##### Recorded data

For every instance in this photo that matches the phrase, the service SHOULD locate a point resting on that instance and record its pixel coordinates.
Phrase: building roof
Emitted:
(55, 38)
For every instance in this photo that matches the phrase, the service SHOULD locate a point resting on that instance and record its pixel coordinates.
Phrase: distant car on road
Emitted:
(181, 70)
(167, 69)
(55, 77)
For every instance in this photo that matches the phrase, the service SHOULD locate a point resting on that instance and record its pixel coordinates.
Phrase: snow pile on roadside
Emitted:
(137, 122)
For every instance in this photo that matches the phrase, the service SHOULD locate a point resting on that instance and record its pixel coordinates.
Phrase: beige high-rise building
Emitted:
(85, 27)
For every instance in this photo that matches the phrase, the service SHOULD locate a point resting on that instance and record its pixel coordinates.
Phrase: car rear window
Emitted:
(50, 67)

##########

## [Description of the task]
Return what is listed above, exactly and completely.

## [Exercise answer]
For every instance in this photo that matches the phrase, the service SHOULD locate a point resting on that instance and record its pixel coordinates.
Phrase: building roof
Emitted:
(55, 38)
For every instance in this photo that matches the phrase, the service SHOULD locate a point resting on that instance and record its pixel coordinates.
Phrase: distant car on road
Emitted:
(181, 70)
(167, 69)
(55, 77)
For every instance in this photo that matches the phrase, the service SHOULD locate a point resting on that instance and record its pixel coordinates.
Phrase: snow pile on roadside
Emitted:
(137, 122)
For every instance in this photo that matches the phrase, the service SHOULD locate a point resting on that instance and record its pixel coordinates.
Phrase: beige high-rise building
Emitted:
(85, 27)
For every instance in this photo that matches the phrase, the service SHOULD locate a point resting on that instance and record its pixel coordinates.
Phrase: car rear window
Emitted:
(50, 67)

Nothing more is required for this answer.